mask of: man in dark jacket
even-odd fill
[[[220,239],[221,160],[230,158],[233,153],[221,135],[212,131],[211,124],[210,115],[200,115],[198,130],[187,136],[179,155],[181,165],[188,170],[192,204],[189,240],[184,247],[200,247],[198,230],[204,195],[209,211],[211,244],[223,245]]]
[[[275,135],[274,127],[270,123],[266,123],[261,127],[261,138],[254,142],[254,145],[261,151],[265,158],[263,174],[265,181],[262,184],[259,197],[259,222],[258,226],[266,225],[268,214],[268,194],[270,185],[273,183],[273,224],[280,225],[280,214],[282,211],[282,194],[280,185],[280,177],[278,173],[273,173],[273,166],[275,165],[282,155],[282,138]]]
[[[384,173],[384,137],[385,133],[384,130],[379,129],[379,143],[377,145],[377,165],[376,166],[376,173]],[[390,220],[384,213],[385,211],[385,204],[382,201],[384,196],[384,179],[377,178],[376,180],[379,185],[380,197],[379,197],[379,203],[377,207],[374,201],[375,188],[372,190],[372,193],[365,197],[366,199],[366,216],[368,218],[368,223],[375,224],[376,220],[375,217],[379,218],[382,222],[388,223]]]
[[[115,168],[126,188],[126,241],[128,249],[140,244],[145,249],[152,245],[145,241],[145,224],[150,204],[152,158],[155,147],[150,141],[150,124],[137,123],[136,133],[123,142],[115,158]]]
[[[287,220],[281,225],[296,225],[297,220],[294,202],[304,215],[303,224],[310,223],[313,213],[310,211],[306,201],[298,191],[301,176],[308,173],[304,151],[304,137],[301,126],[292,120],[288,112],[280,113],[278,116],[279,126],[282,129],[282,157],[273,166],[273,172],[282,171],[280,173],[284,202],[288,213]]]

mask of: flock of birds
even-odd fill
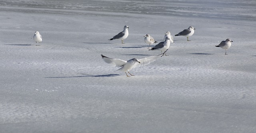
[[[122,43],[124,44],[124,40],[125,39],[128,37],[129,33],[128,32],[128,29],[129,27],[127,26],[124,26],[124,30],[122,32],[118,33],[116,35],[114,36],[112,38],[108,40],[112,40],[115,39],[121,40]],[[180,32],[178,34],[175,35],[175,36],[182,36],[187,37],[187,41],[190,41],[188,39],[189,37],[193,35],[194,32],[194,30],[196,30],[194,27],[190,26],[187,29],[185,29],[182,31]],[[145,42],[148,44],[149,46],[148,48],[150,48],[151,44],[156,43],[157,42],[154,40],[154,38],[151,36],[149,34],[146,34],[145,36],[144,41]],[[160,56],[160,57],[164,56],[164,54],[166,55],[166,52],[170,47],[170,44],[171,43],[174,43],[173,40],[173,36],[171,35],[170,32],[167,32],[165,34],[164,37],[164,42],[161,42],[158,44],[156,45],[154,47],[151,48],[151,49],[149,50],[160,50],[161,51],[161,54],[156,56],[151,56],[146,57],[141,59],[137,59],[136,58],[132,58],[128,61],[125,61],[119,59],[112,59],[106,56],[101,55],[101,56],[105,62],[112,65],[113,66],[117,67],[121,67],[120,69],[116,71],[121,71],[125,73],[127,77],[130,77],[127,74],[126,72],[132,76],[134,76],[134,75],[130,73],[129,71],[133,68],[138,67],[147,65],[150,63],[154,62]],[[227,39],[226,41],[221,42],[220,44],[216,47],[220,47],[222,49],[226,50],[225,55],[227,54],[227,49],[229,48],[231,46],[231,42],[232,42],[230,39]],[[163,53],[162,53],[164,52]]]
[[[118,39],[121,40],[122,43],[124,44],[124,40],[126,39],[129,35],[128,29],[129,27],[125,26],[124,27],[124,30],[118,33],[116,35],[113,37],[112,38],[108,40],[109,41]],[[185,29],[180,32],[175,36],[184,36],[187,38],[187,41],[190,41],[189,40],[189,37],[193,35],[194,32],[194,30],[196,30],[194,27],[190,26],[187,29]],[[149,46],[148,48],[150,48],[150,45],[154,43],[156,43],[157,42],[155,41],[154,38],[151,36],[149,34],[146,34],[145,36],[144,41],[145,42],[148,44]],[[34,40],[36,42],[36,46],[40,45],[40,42],[42,41],[42,36],[38,31],[36,32],[34,37]],[[130,73],[129,71],[133,68],[138,67],[147,65],[150,63],[156,60],[160,57],[164,56],[167,56],[166,55],[166,52],[170,47],[171,43],[174,43],[173,36],[171,35],[170,32],[167,32],[165,34],[164,37],[164,42],[161,42],[158,44],[156,45],[154,47],[151,48],[151,49],[149,50],[159,50],[161,51],[161,54],[156,56],[151,56],[146,57],[141,59],[137,59],[136,58],[133,58],[128,61],[125,61],[119,59],[112,59],[106,56],[101,55],[101,56],[104,61],[116,67],[121,67],[120,68],[117,69],[116,71],[121,71],[125,73],[127,77],[130,77],[126,73],[127,72],[132,76],[134,76],[134,75]],[[215,46],[217,47],[220,47],[226,50],[225,55],[227,54],[227,50],[231,46],[231,42],[233,42],[230,39],[228,38],[226,41],[222,41],[220,42],[220,44]],[[38,43],[38,45],[37,42]]]

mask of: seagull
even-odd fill
[[[165,40],[164,42],[160,42],[159,44],[156,45],[154,47],[151,48],[151,50],[160,50],[161,54],[162,52],[164,51],[164,53],[165,53],[165,52],[166,52],[167,50],[169,49],[169,47],[170,47],[170,38],[167,37],[165,38]],[[166,55],[166,54],[165,54],[165,56],[168,56],[168,55]]]
[[[144,36],[145,38],[144,38],[144,41],[145,42],[148,44],[149,44],[149,46],[148,46],[148,48],[149,48],[149,47],[150,46],[150,44],[153,44],[153,43],[157,43],[157,42],[155,41],[154,40],[154,38],[152,37],[149,34],[146,34]]]
[[[34,41],[36,41],[36,44],[38,42],[38,45],[36,45],[36,46],[40,46],[40,42],[42,42],[42,41],[43,40],[42,38],[42,35],[41,35],[39,33],[39,32],[37,31],[35,32],[35,34],[34,35],[34,36],[33,37],[33,39]]]
[[[108,40],[111,41],[115,39],[120,39],[122,41],[122,43],[124,44],[124,40],[127,38],[129,35],[129,33],[128,32],[128,28],[129,27],[128,27],[128,26],[124,26],[124,30],[122,32],[118,33],[118,34],[114,36],[113,38],[110,39]]]
[[[227,49],[230,48],[231,46],[231,42],[233,41],[231,41],[229,38],[228,38],[226,40],[226,41],[222,41],[220,42],[220,44],[219,45],[216,46],[217,47],[220,47],[223,49],[226,50],[225,55],[227,55]]]
[[[147,65],[150,63],[155,61],[156,59],[160,57],[162,57],[160,56],[162,55],[162,55],[163,55],[164,54],[156,56],[149,56],[141,59],[133,58],[127,61],[119,59],[110,58],[105,56],[102,54],[101,55],[101,57],[105,62],[117,67],[121,67],[116,71],[124,71],[125,72],[127,77],[130,77],[128,75],[127,73],[126,73],[126,71],[128,72],[131,75],[134,76],[134,75],[131,74],[129,72],[129,71],[132,68],[138,67]]]
[[[187,37],[187,41],[190,41],[188,40],[188,37],[193,35],[194,32],[194,30],[196,29],[194,28],[192,26],[190,26],[188,29],[185,29],[183,31],[180,32],[178,34],[176,34],[175,36],[183,36]]]
[[[165,35],[164,35],[164,40],[165,40],[165,38],[168,37],[169,38],[171,39],[172,41],[174,41],[173,36],[171,35],[171,32],[167,32],[164,34]]]

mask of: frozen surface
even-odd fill
[[[0,132],[255,133],[254,0],[0,0]],[[129,26],[129,36],[108,41]],[[163,56],[114,71],[100,54]],[[36,46],[36,31],[42,35]],[[230,38],[228,50],[214,46]]]

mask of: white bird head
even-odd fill
[[[193,30],[196,30],[196,29],[194,28],[194,27],[193,27],[192,26],[189,26],[189,27],[188,28],[189,29],[193,29]]]
[[[35,34],[39,34],[39,32],[38,32],[38,31],[36,31],[36,32],[35,32]]]
[[[170,40],[170,38],[168,37],[167,37],[166,38],[165,38],[165,40],[167,41],[168,40]]]
[[[165,34],[166,35],[170,35],[170,34],[171,34],[171,32],[167,32]]]
[[[232,41],[231,40],[231,39],[229,39],[229,38],[228,38],[226,40],[226,42],[233,42],[233,41]]]
[[[128,27],[128,26],[124,26],[124,30],[125,30],[125,29],[128,29],[128,28],[129,28],[129,27]]]
[[[144,37],[150,37],[150,35],[149,34],[146,34],[146,35],[144,36]]]

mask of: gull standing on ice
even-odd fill
[[[35,32],[35,34],[34,35],[34,36],[33,37],[33,39],[34,41],[36,41],[36,44],[38,42],[38,45],[36,44],[36,46],[40,45],[40,42],[42,42],[42,41],[43,40],[42,38],[42,35],[41,35],[39,33],[39,32],[37,31]]]
[[[114,36],[113,38],[108,40],[109,41],[115,39],[119,39],[122,41],[122,43],[124,43],[124,40],[128,37],[129,33],[128,32],[128,29],[129,27],[127,26],[125,26],[124,27],[124,30],[118,33],[118,34]]]
[[[192,26],[190,26],[188,29],[185,29],[183,31],[178,33],[178,34],[176,34],[175,36],[183,36],[187,37],[187,41],[190,41],[190,40],[188,40],[188,37],[193,35],[194,32],[194,30],[196,29],[194,28]]]
[[[154,40],[154,38],[152,37],[149,34],[146,34],[144,36],[145,38],[144,38],[144,41],[145,42],[148,44],[149,44],[149,46],[148,46],[148,48],[149,48],[149,47],[150,46],[150,44],[152,44],[153,43],[155,43],[157,42],[156,41],[155,41]]]
[[[167,32],[166,33],[164,34],[165,35],[164,35],[164,40],[165,40],[165,38],[168,37],[169,38],[172,39],[172,41],[174,41],[173,40],[173,36],[171,35],[171,32]]]
[[[164,53],[165,53],[165,52],[169,49],[169,47],[170,47],[170,38],[167,37],[165,38],[164,42],[160,42],[159,44],[156,45],[154,47],[151,48],[151,50],[160,50],[161,51],[161,54],[163,51],[164,52]],[[166,53],[165,54],[165,56],[168,56],[168,55],[166,55]]]
[[[134,76],[134,75],[131,74],[129,72],[129,71],[132,68],[142,67],[148,65],[150,63],[155,61],[156,59],[160,58],[160,56],[163,55],[164,54],[156,56],[149,56],[141,59],[133,58],[127,61],[119,59],[112,59],[109,58],[102,55],[102,54],[101,55],[101,57],[102,58],[103,60],[104,60],[105,62],[117,67],[122,67],[116,71],[124,71],[125,72],[127,77],[130,77],[130,76],[128,76],[126,73],[126,71],[128,72],[131,75]]]
[[[225,55],[227,55],[227,49],[230,48],[231,46],[231,42],[233,41],[231,41],[229,38],[228,38],[226,40],[226,41],[222,41],[220,42],[220,44],[219,45],[216,46],[217,47],[220,47],[223,49],[226,50]]]

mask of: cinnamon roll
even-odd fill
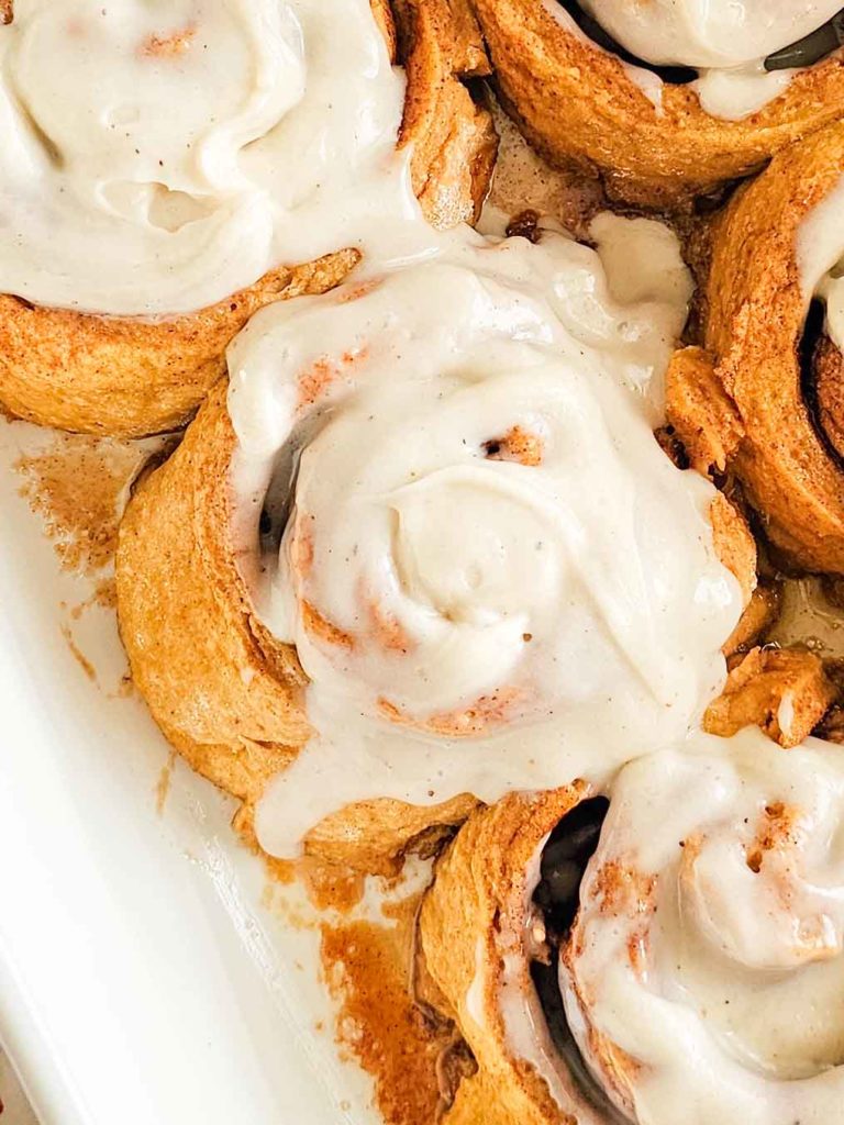
[[[0,404],[182,424],[259,308],[405,255],[423,214],[474,216],[495,138],[464,79],[485,72],[446,0],[10,2]]]
[[[835,1120],[843,824],[841,749],[754,728],[473,813],[421,914],[446,1122]]]
[[[736,476],[785,565],[844,573],[844,125],[781,153],[719,219],[706,351],[668,415],[702,471]]]
[[[593,227],[607,259],[647,233],[662,267],[665,228]],[[477,240],[235,341],[227,404],[129,504],[118,603],[153,716],[268,853],[380,870],[699,719],[755,552],[652,433],[688,295],[620,304],[568,238]]]
[[[553,161],[649,206],[844,115],[838,0],[472,0],[505,105]]]

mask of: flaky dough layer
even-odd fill
[[[668,416],[692,464],[735,474],[785,559],[830,574],[844,574],[844,470],[803,396],[797,240],[842,169],[836,124],[736,195],[715,232],[706,350],[677,353],[667,376]]]
[[[120,634],[153,718],[188,763],[246,810],[307,739],[295,650],[255,616],[237,567],[230,486],[235,434],[226,384],[208,396],[172,457],[135,488],[117,551]],[[306,850],[390,872],[422,835],[476,806],[367,801],[327,817]]]
[[[510,794],[475,812],[437,864],[420,915],[422,952],[478,1066],[460,1083],[443,1118],[448,1125],[573,1125],[578,1119],[582,1100],[564,1068],[558,1073],[568,1096],[560,1106],[546,1080],[513,1050],[517,1036],[508,1027],[502,997],[512,1010],[520,998],[535,996],[528,948],[531,871],[546,836],[589,795],[582,783]],[[537,1046],[553,1054],[544,1017],[529,1022],[526,1009],[522,1018],[532,1025]]]
[[[428,219],[472,219],[486,192],[496,141],[465,76],[486,56],[463,4],[372,0],[407,73],[399,144]],[[0,405],[63,430],[141,436],[183,425],[225,370],[224,352],[246,321],[275,300],[339,285],[357,260],[344,250],[280,267],[212,308],[168,320],[101,317],[0,296]]]
[[[555,19],[555,0],[472,0],[499,87],[526,136],[551,161],[600,174],[611,196],[647,206],[747,176],[784,145],[844,115],[841,55],[794,75],[738,122],[711,117],[685,86],[658,110],[623,64]]]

§ WRITTEN INSTRUCTION: Copy out the lines exactly, starting at the line containing "mask of: flaky dough layer" and ending with the last line of the items above.

§ ANSWER:
mask of: flaky dough layer
even-odd fill
[[[668,416],[692,464],[735,474],[785,559],[830,574],[844,574],[844,470],[803,396],[797,240],[842,169],[836,124],[736,195],[715,232],[706,350],[677,353],[667,376]]]
[[[120,634],[153,718],[188,763],[246,810],[307,739],[295,650],[255,616],[237,567],[230,486],[235,434],[226,384],[208,396],[172,457],[135,488],[117,551]],[[306,850],[390,872],[422,835],[476,806],[367,801],[327,817]]]
[[[510,794],[475,812],[437,864],[420,915],[422,952],[478,1066],[460,1083],[443,1118],[448,1125],[573,1125],[578,1119],[582,1100],[564,1068],[558,1073],[568,1096],[560,1106],[546,1080],[513,1050],[517,1036],[508,1027],[502,997],[512,1010],[520,998],[535,996],[528,948],[531,871],[546,836],[589,795],[582,783]],[[537,1046],[553,1054],[544,1017],[529,1022],[526,1009],[522,1018],[532,1025]]]
[[[428,219],[472,219],[486,192],[496,141],[465,76],[486,56],[463,4],[372,0],[407,73],[399,144]],[[0,405],[63,430],[141,436],[183,425],[225,370],[224,352],[246,321],[275,300],[339,285],[357,260],[344,250],[280,267],[212,308],[168,320],[101,317],[0,296]]]
[[[555,19],[555,0],[472,0],[499,87],[526,136],[551,161],[600,174],[611,196],[647,206],[747,176],[784,145],[844,115],[841,55],[794,75],[738,122],[711,117],[685,86],[658,110],[623,64]]]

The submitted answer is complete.